— BEGIN Dataset records —
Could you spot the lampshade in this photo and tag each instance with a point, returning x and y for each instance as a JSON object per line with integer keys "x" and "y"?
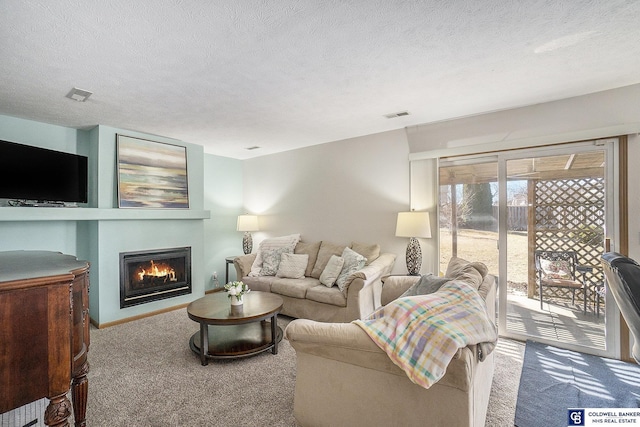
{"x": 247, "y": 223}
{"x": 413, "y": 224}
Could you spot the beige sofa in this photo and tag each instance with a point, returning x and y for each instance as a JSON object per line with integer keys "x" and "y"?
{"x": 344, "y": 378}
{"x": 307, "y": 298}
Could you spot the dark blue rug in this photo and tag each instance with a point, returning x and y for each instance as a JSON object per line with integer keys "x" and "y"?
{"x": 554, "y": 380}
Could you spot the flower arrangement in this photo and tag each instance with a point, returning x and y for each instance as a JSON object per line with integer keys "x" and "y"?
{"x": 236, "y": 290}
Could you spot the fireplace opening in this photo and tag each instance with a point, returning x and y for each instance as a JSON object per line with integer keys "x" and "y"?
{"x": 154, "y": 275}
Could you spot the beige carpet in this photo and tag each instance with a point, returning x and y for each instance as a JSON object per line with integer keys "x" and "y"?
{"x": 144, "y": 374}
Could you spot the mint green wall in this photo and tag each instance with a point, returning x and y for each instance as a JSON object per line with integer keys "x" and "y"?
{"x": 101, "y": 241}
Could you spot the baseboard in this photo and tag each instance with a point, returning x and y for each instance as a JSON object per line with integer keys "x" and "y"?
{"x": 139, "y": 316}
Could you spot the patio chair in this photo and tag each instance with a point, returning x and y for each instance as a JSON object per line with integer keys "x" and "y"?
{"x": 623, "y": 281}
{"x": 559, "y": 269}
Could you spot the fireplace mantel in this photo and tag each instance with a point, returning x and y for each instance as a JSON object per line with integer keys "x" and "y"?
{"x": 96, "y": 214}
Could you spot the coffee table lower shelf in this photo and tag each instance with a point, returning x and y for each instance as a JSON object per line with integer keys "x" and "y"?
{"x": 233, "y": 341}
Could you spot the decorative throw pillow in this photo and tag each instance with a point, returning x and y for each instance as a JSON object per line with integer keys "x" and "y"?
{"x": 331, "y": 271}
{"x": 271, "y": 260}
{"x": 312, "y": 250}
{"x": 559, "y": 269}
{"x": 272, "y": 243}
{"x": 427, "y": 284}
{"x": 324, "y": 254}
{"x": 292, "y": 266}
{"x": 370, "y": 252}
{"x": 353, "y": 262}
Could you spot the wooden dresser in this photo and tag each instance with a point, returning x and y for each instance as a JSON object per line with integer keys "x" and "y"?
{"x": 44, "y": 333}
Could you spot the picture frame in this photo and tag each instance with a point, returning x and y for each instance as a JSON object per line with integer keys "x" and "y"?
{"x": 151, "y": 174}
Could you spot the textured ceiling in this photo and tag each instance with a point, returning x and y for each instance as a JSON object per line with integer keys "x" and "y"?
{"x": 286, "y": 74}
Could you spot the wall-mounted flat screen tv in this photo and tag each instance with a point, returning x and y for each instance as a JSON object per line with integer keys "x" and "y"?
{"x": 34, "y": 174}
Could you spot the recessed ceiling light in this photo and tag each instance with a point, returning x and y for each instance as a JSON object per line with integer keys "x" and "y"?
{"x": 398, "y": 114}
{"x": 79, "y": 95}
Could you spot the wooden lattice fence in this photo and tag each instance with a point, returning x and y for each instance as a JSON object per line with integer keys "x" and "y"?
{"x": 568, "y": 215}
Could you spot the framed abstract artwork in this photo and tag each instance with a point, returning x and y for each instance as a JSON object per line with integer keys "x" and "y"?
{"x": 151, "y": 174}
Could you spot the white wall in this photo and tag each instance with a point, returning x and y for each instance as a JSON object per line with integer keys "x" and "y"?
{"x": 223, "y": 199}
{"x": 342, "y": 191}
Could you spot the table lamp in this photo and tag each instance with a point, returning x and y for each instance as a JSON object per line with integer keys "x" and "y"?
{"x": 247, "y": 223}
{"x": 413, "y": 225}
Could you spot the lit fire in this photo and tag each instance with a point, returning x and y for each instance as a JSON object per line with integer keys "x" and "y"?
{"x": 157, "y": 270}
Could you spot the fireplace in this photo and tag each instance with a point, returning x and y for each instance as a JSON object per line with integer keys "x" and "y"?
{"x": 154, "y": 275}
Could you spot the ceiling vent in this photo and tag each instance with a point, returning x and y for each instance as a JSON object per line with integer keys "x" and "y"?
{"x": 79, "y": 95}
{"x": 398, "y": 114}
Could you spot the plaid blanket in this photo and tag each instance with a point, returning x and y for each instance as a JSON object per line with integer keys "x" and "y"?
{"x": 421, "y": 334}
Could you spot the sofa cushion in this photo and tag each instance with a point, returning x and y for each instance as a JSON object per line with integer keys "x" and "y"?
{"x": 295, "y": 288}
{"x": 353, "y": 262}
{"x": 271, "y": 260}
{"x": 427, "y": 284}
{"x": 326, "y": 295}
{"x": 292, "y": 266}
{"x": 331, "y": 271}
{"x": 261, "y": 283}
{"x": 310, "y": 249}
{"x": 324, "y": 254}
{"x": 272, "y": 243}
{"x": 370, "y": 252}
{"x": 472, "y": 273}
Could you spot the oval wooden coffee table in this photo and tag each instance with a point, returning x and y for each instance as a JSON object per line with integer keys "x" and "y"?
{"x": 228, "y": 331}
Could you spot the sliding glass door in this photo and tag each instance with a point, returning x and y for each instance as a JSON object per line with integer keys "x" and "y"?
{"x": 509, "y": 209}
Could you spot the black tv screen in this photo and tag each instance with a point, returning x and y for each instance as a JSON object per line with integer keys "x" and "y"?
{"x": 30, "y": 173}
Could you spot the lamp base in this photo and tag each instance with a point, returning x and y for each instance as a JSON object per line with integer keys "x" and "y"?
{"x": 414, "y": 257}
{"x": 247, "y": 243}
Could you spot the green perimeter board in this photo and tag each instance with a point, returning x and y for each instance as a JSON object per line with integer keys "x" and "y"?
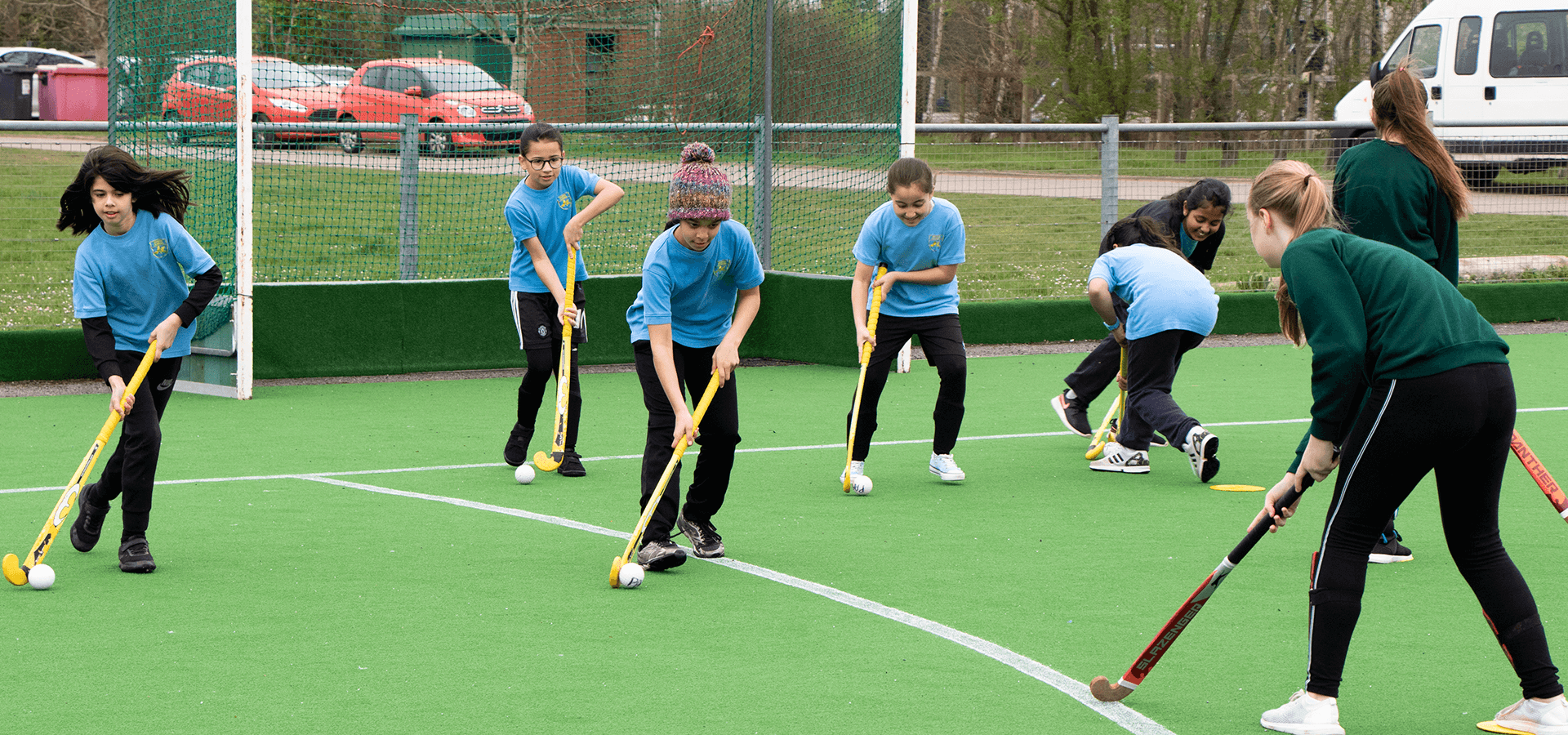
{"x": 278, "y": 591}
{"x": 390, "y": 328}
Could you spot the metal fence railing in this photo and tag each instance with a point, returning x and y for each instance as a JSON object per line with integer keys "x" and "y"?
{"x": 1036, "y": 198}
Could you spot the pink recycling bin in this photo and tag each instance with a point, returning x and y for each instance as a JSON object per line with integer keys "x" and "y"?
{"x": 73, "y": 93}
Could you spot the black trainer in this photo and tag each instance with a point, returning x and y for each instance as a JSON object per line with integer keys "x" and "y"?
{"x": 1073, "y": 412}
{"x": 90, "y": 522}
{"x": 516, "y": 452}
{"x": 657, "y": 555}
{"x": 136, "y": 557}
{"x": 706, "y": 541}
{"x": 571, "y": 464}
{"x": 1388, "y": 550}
— END Dataset records —
__Exercise aim__.
Output every one of the lines above as a JSON list of strings, one string per line, with blank lines omitted. Leave the pictures out of the answer.

__Complete answer__.
[
  "Could you spot the lampshade in this photo and tag each instance with a point, returning x and y for each instance as a JSON object per line with integer keys \"x\" and \"y\"?",
  "{\"x\": 247, \"y\": 223}",
  "{\"x\": 413, \"y\": 224}",
  "Could you spot the beige sofa in this photo and tag each instance with a point, returning x and y for each instance as a JSON object per line with integer keys \"x\" and \"y\"?",
  "{\"x\": 344, \"y\": 378}",
  "{\"x\": 307, \"y\": 298}",
  "Could you spot the dark blue rug in this photo and tag each instance with a point, returning x and y for each instance as a JSON object per line with integer keys \"x\" and \"y\"?",
  "{\"x\": 554, \"y\": 380}",
  "Could you spot the flower arrangement in this photo and tag each instance with a point, returning x and y for each instance as a JSON object per line with integer keys \"x\" and \"y\"?",
  "{\"x\": 236, \"y\": 290}",
  "Could you spot the fireplace opening in this photo and tag each instance with a point, returning x and y for each instance as a JSON object per line with integer keys \"x\" and \"y\"?",
  "{\"x\": 154, \"y\": 275}",
  "Could you spot the beige carpet in this photo and tag each instance with a point, returning x and y for each instance as a JSON object per line with integer keys \"x\" and \"y\"?",
  "{\"x\": 144, \"y\": 374}",
  "Could you spot the mint green wall in this photo and tag each instance with a point, returning x and y for each instance as a JSON object per line with integer keys \"x\" and \"y\"?",
  "{\"x\": 101, \"y\": 241}",
  "Could you spot the baseboard in this photo and tag each instance with a point, returning x and y for each instance as a JSON object per line with integer keys \"x\" and \"y\"?",
  "{\"x\": 139, \"y\": 316}",
  "Could you spot the patio chair in this photo and tag each instance with a point, returning x and y for each instance as a JSON object per line with integer keys \"x\" and \"y\"?",
  "{\"x\": 623, \"y\": 281}",
  "{\"x\": 559, \"y\": 269}",
  "Could you spot the fireplace mantel in this photo and tag each instance with a point, returning x and y for each instance as a JSON object per line with integer keys \"x\" and \"y\"?",
  "{\"x\": 96, \"y\": 214}",
  "Could you spot the coffee table lower shelf in this photo and tag each instance with a point, returning x and y for each instance as a JSON object per line with integer keys \"x\" and \"y\"?",
  "{\"x\": 233, \"y\": 341}",
  "Could you spot the decorative throw pillow in this photo and tag each instance with a point, returning x and y for each instance as a JSON object per line with integer keys \"x\" and \"y\"?",
  "{\"x\": 331, \"y\": 271}",
  "{\"x\": 271, \"y\": 260}",
  "{\"x\": 312, \"y\": 250}",
  "{\"x\": 559, \"y\": 269}",
  "{\"x\": 272, \"y\": 243}",
  "{\"x\": 427, \"y\": 284}",
  "{\"x\": 324, \"y\": 254}",
  "{\"x\": 292, \"y\": 266}",
  "{\"x\": 370, \"y\": 252}",
  "{\"x\": 353, \"y\": 262}",
  "Could you spot the wooden dresser in this photo and tag each instance with a point, returning x and y for each instance as a JSON object per line with integer keys \"x\" and \"y\"?",
  "{\"x\": 44, \"y\": 333}",
  "Could you spot the picture frame in this photo and tag each instance with a point, returning x and y for each instance as a JSON object per line with integer keys \"x\" and \"y\"?",
  "{\"x\": 151, \"y\": 174}",
  "Could you spot the textured ceiling in this photo and tag each instance with a point, returning x and y for each instance as a JSON object per line with integer keys \"x\" and \"y\"?",
  "{\"x\": 286, \"y\": 74}",
  "Could you spot the wall-mounted flat screen tv in this photo and tag each instance with a point, returning x and y for each instance as a JSON object per line with integer keys \"x\" and \"y\"?",
  "{\"x\": 34, \"y\": 174}",
  "Could you spot the recessed ceiling light in this photo and tag each instance with a point, returning x and y for each instance as a JSON object per line with integer keys \"x\" and \"y\"?",
  "{\"x\": 398, \"y\": 114}",
  "{\"x\": 79, \"y\": 95}",
  "Could you spot the wooden lattice fence in this photo and tag each instance with a point, returning x and y for each instance as a JSON object per line with integer keys \"x\" and \"y\"?",
  "{\"x\": 568, \"y\": 215}",
  "Could you spot the framed abstract artwork in this photo and tag each instance with a point, returning x and y for each instance as a JSON object per line with integer keys \"x\" and \"y\"?",
  "{\"x\": 151, \"y\": 174}",
  "Could you spot the white wall in this photo and tag each instance with a point, returning x and y for each instance as a JSON object per line with integer keys \"x\" and \"y\"?",
  "{\"x\": 223, \"y\": 199}",
  "{\"x\": 342, \"y\": 191}",
  "Could you spot the table lamp in this photo and tag each instance with a point, returning x and y for each instance as a JSON object per line with integer keys \"x\" and \"y\"?",
  "{\"x\": 247, \"y\": 223}",
  "{\"x\": 413, \"y\": 225}",
  "Could you spot the lit fire in this photo and tag each instance with a point, returning x and y for each instance as a JSON object per line with integer keys \"x\" and \"y\"?",
  "{\"x\": 157, \"y\": 270}",
  "Could you spot the fireplace in this photo and tag each instance with a point, returning x and y for each instance as a JSON object per line with integer keys \"x\" and \"y\"?",
  "{\"x\": 154, \"y\": 275}",
  "Could you spot the ceiling vent in this photo and tag each instance with a point, returning x and y for each instance as a JSON object per line with integer keys \"x\" and \"y\"?",
  "{\"x\": 79, \"y\": 95}",
  "{\"x\": 398, \"y\": 114}",
  "Could you spot the plaid blanket in this photo and tag each instance with a point, returning x and y for each instance as a JSON object per line with integer keys \"x\" and \"y\"?",
  "{\"x\": 421, \"y\": 334}",
  "Could you spot the sofa cushion in this photo and tag each instance with a point, returning x and y for each instance as a JSON object per line with integer keys \"x\" and \"y\"?",
  "{\"x\": 295, \"y\": 288}",
  "{\"x\": 353, \"y\": 262}",
  "{\"x\": 271, \"y\": 260}",
  "{\"x\": 427, \"y\": 284}",
  "{\"x\": 326, \"y\": 295}",
  "{\"x\": 292, \"y\": 266}",
  "{\"x\": 331, \"y\": 271}",
  "{\"x\": 261, \"y\": 283}",
  "{\"x\": 310, \"y\": 249}",
  "{\"x\": 324, \"y\": 254}",
  "{\"x\": 272, \"y\": 243}",
  "{\"x\": 370, \"y\": 252}",
  "{\"x\": 472, \"y\": 273}",
  "Could you spot the oval wooden coffee table in this photo and tag each instance with a point, returning x and y for each instance as a JSON object per line with integer keys \"x\" and \"y\"?",
  "{\"x\": 228, \"y\": 331}",
  "Could you spot the sliding glass door in this photo and tag each instance with a point, returning x and y for each instance as a JSON object per line with integer keys \"x\" and \"y\"?",
  "{\"x\": 509, \"y\": 209}",
  "Could you spot the black tv screen in this photo and tag each instance with a point, returning x and y for each instance as a JSON object per line with integer keys \"x\" and \"y\"?",
  "{\"x\": 30, \"y\": 173}",
  "Could you spot the lamp base in this photo and tag each instance with a point, returning x and y for each instance as a JSON object per line with integer keys \"x\" and \"y\"?",
  "{\"x\": 414, \"y\": 257}",
  "{\"x\": 247, \"y\": 243}",
  "Could you spot the green perimeter board in this photo and tag each instance with a point, returning x and y for each instance as a JSON object per line with integer keys \"x\" and \"y\"?",
  "{\"x\": 278, \"y\": 591}",
  "{\"x\": 390, \"y\": 328}",
  "Could you spot the metal fence railing in this photo and tag each instance with a point, returning x and y for each instance as a JSON object per line with integer keys \"x\" and \"y\"?",
  "{\"x\": 1036, \"y\": 198}",
  "Could you spot the pink recycling bin in this photo and tag each instance with a point, returning x and y for each instance as a JSON object per line with integer keys \"x\" and \"y\"?",
  "{\"x\": 73, \"y\": 93}",
  "Could you spot the black trainer in this photo and tag each instance with a point, returning x and y for each instance as a JSON object per line with integer keys \"x\" and \"y\"?",
  "{\"x\": 1073, \"y\": 412}",
  "{\"x\": 90, \"y\": 522}",
  "{\"x\": 516, \"y\": 452}",
  "{\"x\": 657, \"y\": 555}",
  "{\"x\": 136, \"y\": 557}",
  "{\"x\": 706, \"y\": 541}",
  "{\"x\": 571, \"y\": 464}",
  "{\"x\": 1388, \"y\": 550}"
]